**Page text**

>> START

Problem: If the DomainNamespaceSelectionStrategy is LabelSelector, the operator relies on specifying the LabelSelector on the listNamespaceAsync call to filter the namespaces. When the strategy is changed from List to LabelSelector when the operator is running, listNamespaceAsync call may return the full list of namespaces instead of the namespaces that match the label selector, because the strategy is still List when the call is made.
Fix: The changes in this PR removes the label selectors from the listNamespaceAsync call so that it always returns the full list, and modifies the isDomainNamespace method, which is used to filter the namespaces that are returned from the listNamespaceAsync call; instead of always returning true, it now actually evaluates the selector in the LabelSelector case. This approach makes the LabelSelector handling consistent with all other strategies.
This PR also fixes a NPE that I noticed during testing/debugging in DomainProcessorImpl (in the apply method of DomainPresenceInfoStep).

>> END

**Tasks**
1) List every method that the pull request description mentions by name.
2) Write the next part of the pull request description, picking up after its final sentence.

(Dataset excerpt)
>> START

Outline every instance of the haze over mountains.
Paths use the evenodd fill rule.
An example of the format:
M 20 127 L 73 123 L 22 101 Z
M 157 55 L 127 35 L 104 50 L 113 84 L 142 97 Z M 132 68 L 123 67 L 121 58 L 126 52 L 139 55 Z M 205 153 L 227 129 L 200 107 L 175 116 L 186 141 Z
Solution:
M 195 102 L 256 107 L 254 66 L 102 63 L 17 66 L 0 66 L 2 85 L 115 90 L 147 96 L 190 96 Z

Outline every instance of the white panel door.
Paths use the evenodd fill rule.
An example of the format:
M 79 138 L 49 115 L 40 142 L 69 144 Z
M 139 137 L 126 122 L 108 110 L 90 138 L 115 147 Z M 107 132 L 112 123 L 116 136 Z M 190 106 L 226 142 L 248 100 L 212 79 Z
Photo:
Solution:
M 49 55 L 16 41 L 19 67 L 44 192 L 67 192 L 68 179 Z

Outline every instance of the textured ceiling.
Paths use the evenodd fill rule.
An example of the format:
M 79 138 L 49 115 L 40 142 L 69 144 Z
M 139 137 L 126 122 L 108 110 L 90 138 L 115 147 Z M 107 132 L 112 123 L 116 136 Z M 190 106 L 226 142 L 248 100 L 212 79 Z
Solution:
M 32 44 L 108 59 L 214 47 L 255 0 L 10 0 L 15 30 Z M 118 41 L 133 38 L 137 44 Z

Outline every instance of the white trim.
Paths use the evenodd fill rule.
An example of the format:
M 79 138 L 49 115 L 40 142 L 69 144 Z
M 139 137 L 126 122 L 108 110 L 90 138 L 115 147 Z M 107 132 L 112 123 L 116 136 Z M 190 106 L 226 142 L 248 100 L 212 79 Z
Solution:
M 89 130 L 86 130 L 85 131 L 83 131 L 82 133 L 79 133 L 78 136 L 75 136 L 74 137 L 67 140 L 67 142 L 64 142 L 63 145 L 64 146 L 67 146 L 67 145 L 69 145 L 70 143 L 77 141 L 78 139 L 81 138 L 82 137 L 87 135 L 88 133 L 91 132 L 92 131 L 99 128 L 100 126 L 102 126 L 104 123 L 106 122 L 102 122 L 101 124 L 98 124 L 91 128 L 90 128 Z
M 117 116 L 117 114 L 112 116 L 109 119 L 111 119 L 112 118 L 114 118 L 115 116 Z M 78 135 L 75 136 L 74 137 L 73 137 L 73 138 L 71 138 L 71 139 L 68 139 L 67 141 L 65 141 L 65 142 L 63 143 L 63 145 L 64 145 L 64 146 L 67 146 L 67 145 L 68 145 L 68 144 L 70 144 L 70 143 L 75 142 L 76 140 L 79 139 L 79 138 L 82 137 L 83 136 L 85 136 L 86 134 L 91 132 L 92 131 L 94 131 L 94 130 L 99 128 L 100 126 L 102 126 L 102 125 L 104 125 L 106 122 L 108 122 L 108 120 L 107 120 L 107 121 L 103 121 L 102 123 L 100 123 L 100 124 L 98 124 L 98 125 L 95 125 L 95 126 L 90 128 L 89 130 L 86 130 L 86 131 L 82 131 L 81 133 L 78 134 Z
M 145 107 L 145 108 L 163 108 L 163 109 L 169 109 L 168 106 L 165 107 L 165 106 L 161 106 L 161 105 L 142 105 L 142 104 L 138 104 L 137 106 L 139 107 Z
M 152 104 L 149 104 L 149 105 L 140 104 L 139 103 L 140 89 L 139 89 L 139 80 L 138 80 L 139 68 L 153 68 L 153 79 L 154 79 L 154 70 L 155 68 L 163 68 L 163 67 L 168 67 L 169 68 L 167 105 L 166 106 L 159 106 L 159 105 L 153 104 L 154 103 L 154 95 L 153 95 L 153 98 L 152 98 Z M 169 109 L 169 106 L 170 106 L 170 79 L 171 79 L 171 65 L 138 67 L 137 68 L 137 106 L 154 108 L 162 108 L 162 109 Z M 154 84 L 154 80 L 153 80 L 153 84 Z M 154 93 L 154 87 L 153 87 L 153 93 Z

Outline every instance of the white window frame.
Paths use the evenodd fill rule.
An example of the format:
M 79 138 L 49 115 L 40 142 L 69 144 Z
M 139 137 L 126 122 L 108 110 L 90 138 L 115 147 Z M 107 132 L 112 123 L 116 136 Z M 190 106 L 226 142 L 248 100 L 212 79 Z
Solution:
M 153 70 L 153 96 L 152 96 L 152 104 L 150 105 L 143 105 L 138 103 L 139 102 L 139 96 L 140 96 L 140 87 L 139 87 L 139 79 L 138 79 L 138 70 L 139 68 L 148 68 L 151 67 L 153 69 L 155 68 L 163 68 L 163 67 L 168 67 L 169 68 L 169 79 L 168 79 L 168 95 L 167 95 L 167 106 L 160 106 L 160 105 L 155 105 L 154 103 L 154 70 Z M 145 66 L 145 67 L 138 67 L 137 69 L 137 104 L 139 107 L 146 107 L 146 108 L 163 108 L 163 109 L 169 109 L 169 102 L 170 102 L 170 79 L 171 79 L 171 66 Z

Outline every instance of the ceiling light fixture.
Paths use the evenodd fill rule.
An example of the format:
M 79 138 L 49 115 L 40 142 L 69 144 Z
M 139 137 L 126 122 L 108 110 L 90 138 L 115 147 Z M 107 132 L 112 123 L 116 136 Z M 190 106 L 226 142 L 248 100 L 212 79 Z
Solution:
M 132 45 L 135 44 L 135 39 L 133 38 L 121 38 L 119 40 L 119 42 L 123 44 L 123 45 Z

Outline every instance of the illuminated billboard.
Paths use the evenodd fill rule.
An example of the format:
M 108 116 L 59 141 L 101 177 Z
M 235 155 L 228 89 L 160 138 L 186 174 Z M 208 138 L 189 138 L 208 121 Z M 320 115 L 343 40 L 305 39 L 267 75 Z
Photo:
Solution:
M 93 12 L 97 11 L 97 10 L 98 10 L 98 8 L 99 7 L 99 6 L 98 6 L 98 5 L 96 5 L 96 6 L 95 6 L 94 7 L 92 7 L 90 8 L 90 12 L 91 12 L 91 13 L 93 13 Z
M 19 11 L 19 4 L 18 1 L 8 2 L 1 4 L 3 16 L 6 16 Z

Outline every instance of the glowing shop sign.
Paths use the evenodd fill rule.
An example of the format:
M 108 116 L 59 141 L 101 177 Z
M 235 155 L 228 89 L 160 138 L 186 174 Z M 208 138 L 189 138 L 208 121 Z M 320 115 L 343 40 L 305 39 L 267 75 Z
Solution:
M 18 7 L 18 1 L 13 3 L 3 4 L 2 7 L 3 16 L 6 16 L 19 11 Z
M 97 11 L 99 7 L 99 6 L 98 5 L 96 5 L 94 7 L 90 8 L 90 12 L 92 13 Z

>> END

**Answers given**
1) listNamespaceAsync, isDomainNamespace, apply

2)
Integration test results (no unknown failures):
Main branch:
https://build.weblogick8s.org:8443/job/weblogic-kubernetes-operator-kind-new/8066/
https://build.weblogick8s.org:8443/job/weblogic-kubernetes-operator-kind-new/8080/
This branch:
https://build.weblogick8s.org:8443/job/weblogic-kubernetes-operator-kind-new/8067/
https://build.weblogick8s.org:8443/job/weblogic-kubernetes-operator-kind-new/8081/
New results to be posted once available.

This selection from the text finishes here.